_What is needed_.
Reproduce every one of the records below verbatim, leaving out the pictures.
>>>
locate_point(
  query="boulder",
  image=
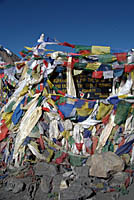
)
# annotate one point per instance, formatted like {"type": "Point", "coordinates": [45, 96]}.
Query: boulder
{"type": "Point", "coordinates": [105, 163]}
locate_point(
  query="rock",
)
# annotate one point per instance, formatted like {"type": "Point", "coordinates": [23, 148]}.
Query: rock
{"type": "Point", "coordinates": [42, 168]}
{"type": "Point", "coordinates": [15, 185]}
{"type": "Point", "coordinates": [19, 187]}
{"type": "Point", "coordinates": [104, 163]}
{"type": "Point", "coordinates": [63, 185]}
{"type": "Point", "coordinates": [118, 179]}
{"type": "Point", "coordinates": [76, 191]}
{"type": "Point", "coordinates": [82, 171]}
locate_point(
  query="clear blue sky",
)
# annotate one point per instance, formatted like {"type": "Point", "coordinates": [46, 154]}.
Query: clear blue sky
<<<
_Exercise output_.
locate_point(
  query="boulder",
  image=
)
# annotate one point per instance, formatted like {"type": "Point", "coordinates": [45, 96]}.
Query: boulder
{"type": "Point", "coordinates": [105, 163]}
locate_point(
  query="rock",
)
# annotate one point per instance, formatted like {"type": "Point", "coordinates": [23, 148]}.
Query: rock
{"type": "Point", "coordinates": [42, 168]}
{"type": "Point", "coordinates": [15, 185]}
{"type": "Point", "coordinates": [19, 187]}
{"type": "Point", "coordinates": [104, 163]}
{"type": "Point", "coordinates": [63, 185]}
{"type": "Point", "coordinates": [118, 179]}
{"type": "Point", "coordinates": [76, 191]}
{"type": "Point", "coordinates": [82, 171]}
locate_point(
  query="clear blue sky",
)
# annotate one point per instance, formatted like {"type": "Point", "coordinates": [46, 154]}.
Query: clear blue sky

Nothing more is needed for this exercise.